__Письменное задание 1__.
Объясните по отрывку о романе «Вера», за счет чего эпопея, начинающаяся в тридцать седьмом и обрывающаяся в две тысячи десятых, остается компактной.
__Письменное задание 2__.
В отрывке о романе «Вера» переименуйте «Станислава Львовского» в «С. Львовского» и приведите текст, начиная со слов «Взгляд на историю, ушедшую» и продолжая вплоть до слов «формы, постлитературном мире.».

__Предложенный отрывок__.
■ ■ ■ ■ ■ ■ ■
Взгляд на историю, ушедшую и современную, как на неудержимо расширяющуюся правду о человеке – единственный источник света и оправдания в пугающем романе Александра Снегирева «Вера». Этот роман, смыкающий времена и мифы, политические позиции и придури, верования и пороки, выдающий концентрат национального российского самосознания, представляет собой перерождение «великого национального романа» в новый, гибридный жанр. По волнующей рекомендации Станислава Львовского, книга Полины Барсковой показывает, как «выглядел бы русский роман, если бы его взяли живым на небо» [48] , – верно, она и читается, как постжизнь «длинного нарратива». В таком случае произведение Снегирева – русский роман, приспособленный выживать на земле, в клиповом, не помнящем родства, не держащем формы, постлитературном мире.
Спрессованное время – не только предпосылка, но и материал романа. Компактность эпопеи, берущей начало в тридцать седьмом и обрывающейся в две тысячи десятых, обеспечивается за счет мелкой, филигранной техники автора, подковывающего штучные блошки художественных деталей тяжелым металлом иронии и гротеска. Стиль этот не выдуман Снегиревым, и в ближайшие предки «Веры» с ходу можно записать прозу Юрия Буйды. Но есть в этой аналогии поправка, сделанная временем: если мир Буйды ощущается как амбивалентный, сопрягающий высшее и низшее, кошмар и чудо, то роман Снегирева утверждает торжество одноприродности. Метафизика никогда не была коньком автора, увлеченного карнавальной телесностью мира. В новом же романе герои и вовсе двумерны. Снисходительная человечность, согревавшая насмешливые рассказы Снегирева, в романе до поры смолкает, уступая место безжалостному разглядыванию. Автор любуется неприкровенными проявлениями человеческой природы и как будто подначивает своих персонажей, отечески умиляясь глупостям и гнусностям, до которых они способны дойти.
■ ■ ■ ■ ■ ■ ■
__Содержимое набора__.
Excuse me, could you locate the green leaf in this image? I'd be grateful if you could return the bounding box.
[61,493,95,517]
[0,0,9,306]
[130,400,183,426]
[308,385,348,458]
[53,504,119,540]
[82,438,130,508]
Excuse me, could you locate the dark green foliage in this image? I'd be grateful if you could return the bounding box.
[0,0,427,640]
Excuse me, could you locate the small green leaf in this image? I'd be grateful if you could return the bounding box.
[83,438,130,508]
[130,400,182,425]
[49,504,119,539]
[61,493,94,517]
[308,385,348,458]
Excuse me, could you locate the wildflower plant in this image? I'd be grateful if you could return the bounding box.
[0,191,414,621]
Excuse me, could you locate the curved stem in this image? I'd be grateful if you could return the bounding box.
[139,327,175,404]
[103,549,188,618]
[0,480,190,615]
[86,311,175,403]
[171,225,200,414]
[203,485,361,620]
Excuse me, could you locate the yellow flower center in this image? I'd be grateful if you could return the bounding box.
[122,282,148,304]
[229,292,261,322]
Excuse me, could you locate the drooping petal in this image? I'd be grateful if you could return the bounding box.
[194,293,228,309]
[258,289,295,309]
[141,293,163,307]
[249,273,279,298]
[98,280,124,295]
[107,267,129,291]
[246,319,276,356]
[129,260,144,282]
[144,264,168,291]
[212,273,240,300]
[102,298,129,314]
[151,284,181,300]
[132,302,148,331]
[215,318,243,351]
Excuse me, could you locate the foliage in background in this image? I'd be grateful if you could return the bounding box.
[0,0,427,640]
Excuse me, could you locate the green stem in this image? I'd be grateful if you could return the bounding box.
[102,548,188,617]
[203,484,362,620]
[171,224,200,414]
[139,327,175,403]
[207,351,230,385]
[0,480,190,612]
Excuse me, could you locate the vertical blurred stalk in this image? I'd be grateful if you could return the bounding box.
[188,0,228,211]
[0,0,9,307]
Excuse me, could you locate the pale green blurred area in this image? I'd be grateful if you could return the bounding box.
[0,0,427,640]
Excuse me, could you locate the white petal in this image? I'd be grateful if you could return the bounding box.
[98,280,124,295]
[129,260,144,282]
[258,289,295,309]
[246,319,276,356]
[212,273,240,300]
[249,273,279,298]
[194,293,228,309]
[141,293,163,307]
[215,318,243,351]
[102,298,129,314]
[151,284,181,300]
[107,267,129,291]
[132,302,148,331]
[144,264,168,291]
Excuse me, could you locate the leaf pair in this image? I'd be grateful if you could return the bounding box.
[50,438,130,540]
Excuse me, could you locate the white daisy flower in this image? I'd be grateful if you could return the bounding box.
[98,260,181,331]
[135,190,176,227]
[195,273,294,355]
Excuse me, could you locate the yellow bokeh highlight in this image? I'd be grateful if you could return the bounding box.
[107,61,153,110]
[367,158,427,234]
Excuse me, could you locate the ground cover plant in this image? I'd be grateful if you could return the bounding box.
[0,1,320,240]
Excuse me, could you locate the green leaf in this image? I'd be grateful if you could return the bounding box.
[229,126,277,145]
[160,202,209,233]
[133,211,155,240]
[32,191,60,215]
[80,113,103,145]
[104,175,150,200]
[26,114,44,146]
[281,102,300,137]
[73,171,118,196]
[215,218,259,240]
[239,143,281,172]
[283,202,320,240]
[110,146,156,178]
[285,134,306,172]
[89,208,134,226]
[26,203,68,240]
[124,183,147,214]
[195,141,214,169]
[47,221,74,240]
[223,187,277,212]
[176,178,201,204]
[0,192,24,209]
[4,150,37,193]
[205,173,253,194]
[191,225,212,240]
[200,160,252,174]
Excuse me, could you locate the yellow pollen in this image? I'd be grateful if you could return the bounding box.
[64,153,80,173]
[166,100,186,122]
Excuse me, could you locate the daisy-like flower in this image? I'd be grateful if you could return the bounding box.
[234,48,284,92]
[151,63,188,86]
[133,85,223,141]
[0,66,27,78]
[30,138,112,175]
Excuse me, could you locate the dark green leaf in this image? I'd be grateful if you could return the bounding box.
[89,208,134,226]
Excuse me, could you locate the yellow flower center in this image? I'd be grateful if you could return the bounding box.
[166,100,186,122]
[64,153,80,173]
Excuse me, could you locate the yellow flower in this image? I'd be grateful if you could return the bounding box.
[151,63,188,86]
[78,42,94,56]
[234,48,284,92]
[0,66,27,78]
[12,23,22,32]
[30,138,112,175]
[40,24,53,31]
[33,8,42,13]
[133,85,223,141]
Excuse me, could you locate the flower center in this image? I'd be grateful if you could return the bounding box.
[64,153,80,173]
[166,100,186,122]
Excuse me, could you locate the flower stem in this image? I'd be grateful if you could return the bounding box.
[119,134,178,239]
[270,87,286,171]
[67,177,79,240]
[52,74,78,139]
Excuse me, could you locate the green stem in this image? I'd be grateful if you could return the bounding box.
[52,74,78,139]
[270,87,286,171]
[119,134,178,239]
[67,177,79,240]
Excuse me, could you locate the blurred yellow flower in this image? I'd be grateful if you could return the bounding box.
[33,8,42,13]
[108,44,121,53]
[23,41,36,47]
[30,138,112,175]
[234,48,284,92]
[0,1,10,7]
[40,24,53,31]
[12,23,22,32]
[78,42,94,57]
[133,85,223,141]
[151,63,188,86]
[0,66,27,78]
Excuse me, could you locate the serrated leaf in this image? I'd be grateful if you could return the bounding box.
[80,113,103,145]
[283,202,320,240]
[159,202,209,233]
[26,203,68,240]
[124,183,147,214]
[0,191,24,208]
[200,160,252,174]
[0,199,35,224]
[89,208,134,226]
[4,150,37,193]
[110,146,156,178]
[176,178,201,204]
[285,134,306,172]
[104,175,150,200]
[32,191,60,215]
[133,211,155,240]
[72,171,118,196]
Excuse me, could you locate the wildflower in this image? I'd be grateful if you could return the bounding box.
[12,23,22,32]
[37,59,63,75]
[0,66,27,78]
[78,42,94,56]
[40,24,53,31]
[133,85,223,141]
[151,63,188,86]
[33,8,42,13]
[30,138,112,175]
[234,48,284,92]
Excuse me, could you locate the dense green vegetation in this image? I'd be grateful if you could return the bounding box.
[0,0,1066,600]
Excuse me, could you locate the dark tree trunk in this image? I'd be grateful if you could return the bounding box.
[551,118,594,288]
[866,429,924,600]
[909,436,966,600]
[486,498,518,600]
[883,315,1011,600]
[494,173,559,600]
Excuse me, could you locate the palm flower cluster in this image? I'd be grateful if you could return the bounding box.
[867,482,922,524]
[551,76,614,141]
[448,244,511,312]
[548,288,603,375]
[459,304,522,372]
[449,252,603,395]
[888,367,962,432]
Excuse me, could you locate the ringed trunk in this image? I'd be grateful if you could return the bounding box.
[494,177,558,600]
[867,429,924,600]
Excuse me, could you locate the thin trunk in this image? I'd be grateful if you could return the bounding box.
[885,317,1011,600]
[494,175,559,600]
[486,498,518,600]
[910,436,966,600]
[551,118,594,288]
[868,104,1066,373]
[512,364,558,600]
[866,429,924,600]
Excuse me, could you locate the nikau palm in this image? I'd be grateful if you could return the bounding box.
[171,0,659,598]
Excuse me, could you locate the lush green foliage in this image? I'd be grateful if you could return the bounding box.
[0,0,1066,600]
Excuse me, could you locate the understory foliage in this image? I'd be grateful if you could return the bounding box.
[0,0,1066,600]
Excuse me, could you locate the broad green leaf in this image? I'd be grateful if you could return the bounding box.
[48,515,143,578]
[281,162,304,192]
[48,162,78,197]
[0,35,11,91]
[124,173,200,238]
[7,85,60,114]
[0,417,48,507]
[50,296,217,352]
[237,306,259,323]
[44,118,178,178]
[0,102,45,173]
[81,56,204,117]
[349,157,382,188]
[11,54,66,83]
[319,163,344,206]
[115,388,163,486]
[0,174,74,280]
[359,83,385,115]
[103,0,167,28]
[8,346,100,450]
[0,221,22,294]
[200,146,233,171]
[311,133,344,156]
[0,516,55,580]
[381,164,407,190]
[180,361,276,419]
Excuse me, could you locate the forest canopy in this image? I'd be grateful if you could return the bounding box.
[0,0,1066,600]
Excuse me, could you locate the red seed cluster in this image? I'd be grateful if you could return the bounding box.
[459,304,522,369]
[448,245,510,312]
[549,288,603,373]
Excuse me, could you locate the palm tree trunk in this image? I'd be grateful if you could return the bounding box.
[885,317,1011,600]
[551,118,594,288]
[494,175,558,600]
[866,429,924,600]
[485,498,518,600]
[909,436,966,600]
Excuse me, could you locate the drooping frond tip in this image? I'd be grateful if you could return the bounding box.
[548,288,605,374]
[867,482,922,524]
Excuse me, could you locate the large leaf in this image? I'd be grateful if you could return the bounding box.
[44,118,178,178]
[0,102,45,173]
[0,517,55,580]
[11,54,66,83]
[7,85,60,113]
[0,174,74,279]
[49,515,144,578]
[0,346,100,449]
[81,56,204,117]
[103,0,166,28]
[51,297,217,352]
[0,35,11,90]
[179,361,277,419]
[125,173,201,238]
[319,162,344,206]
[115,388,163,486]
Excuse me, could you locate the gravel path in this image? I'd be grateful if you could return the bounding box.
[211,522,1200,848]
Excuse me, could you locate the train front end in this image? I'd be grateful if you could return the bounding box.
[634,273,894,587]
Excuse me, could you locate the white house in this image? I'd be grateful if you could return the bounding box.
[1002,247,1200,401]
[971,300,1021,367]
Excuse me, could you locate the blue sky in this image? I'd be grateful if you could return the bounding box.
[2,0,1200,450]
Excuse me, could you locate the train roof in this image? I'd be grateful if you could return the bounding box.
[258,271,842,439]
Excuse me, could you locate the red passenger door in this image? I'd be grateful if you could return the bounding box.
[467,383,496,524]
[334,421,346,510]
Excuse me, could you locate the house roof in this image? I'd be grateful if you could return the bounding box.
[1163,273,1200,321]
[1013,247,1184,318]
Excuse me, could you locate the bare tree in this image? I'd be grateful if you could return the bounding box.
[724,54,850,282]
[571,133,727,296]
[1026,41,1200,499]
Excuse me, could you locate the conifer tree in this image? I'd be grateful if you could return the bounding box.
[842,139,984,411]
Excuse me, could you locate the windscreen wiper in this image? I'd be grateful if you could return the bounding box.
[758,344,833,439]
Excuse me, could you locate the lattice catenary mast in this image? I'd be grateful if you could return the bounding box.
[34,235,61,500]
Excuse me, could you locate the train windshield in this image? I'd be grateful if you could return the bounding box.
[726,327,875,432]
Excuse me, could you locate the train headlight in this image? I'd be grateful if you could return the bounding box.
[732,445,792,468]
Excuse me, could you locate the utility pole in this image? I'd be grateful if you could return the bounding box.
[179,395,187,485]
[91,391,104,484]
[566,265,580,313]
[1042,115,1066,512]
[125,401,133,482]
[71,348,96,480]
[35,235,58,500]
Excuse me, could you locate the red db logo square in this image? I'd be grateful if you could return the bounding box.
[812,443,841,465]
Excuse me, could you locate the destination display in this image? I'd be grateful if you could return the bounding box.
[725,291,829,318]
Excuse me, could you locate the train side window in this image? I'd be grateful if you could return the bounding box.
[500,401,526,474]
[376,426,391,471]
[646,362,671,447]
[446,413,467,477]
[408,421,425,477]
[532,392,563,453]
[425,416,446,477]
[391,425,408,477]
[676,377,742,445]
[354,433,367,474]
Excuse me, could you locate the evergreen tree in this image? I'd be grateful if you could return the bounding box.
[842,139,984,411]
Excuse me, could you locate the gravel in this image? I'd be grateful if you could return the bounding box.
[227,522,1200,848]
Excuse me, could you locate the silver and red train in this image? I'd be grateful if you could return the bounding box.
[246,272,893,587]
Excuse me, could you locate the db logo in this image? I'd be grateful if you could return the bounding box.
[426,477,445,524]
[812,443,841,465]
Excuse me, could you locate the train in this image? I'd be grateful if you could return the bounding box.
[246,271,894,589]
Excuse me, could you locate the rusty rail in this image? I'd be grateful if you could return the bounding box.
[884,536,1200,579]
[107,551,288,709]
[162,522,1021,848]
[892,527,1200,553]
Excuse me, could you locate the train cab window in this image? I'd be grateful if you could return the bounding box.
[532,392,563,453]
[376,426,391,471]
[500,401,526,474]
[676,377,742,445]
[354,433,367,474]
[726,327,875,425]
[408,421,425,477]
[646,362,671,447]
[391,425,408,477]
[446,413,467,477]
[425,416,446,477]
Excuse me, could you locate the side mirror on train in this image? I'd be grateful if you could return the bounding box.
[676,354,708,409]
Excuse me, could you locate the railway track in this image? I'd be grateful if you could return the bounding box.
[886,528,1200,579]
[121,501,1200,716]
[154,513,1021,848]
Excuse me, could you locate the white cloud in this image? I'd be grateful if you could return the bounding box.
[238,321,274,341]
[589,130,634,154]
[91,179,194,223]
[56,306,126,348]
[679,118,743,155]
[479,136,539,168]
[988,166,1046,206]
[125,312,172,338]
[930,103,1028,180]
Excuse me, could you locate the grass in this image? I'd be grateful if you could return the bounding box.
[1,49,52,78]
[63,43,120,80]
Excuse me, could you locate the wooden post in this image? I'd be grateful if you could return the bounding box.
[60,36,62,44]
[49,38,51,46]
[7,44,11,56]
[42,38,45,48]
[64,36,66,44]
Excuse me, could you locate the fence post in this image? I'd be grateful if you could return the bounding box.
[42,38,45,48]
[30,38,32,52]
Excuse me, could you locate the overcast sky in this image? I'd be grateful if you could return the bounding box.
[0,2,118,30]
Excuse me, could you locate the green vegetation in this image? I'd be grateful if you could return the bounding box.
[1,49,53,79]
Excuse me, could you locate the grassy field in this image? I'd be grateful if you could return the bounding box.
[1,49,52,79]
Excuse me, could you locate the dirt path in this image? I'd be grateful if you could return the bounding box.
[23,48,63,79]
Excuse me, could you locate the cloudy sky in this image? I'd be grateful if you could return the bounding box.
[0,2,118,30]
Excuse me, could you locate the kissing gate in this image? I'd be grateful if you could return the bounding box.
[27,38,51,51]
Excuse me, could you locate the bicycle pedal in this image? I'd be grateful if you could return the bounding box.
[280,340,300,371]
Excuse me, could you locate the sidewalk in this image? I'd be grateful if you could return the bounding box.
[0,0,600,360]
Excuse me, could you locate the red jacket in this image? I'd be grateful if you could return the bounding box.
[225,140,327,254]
■ ■ ■ ■ ■ ■ ■
__Письменный ответ 1__.
Компактность обеспечивается мелкой, филигранной техникой автора. Он «подковывает» штучные художественные детали тяжелым металлом иронии и гротеска.

__Письменный ответ 2__.
Взгляд на историю, ушедшую и современную, как на неудержимо расширяющуюся правду о человеке – единственный источник света и оправдания в пугающем романе Александра Снегирева «Вера». Этот роман, смыкающий времена и мифы, политические позиции и придури, верования и пороки, выдающий концентрат национального российского самосознания, представляет собой перерождение «великого национального романа» в новый, гибридный жанр. По волнующей рекомендации С. Львовского, книга Полины Барсковой показывает, как «выглядел бы русский роман, если бы его взяли живым на небо» [48] , – верно, она и читается, как постжизнь «длинного нарратива». В таком случае произведение Снегирева – русский роман, приспособленный выживать на земле, в клиповом, не помнящем родства, не держащем формы, постлитературном мире.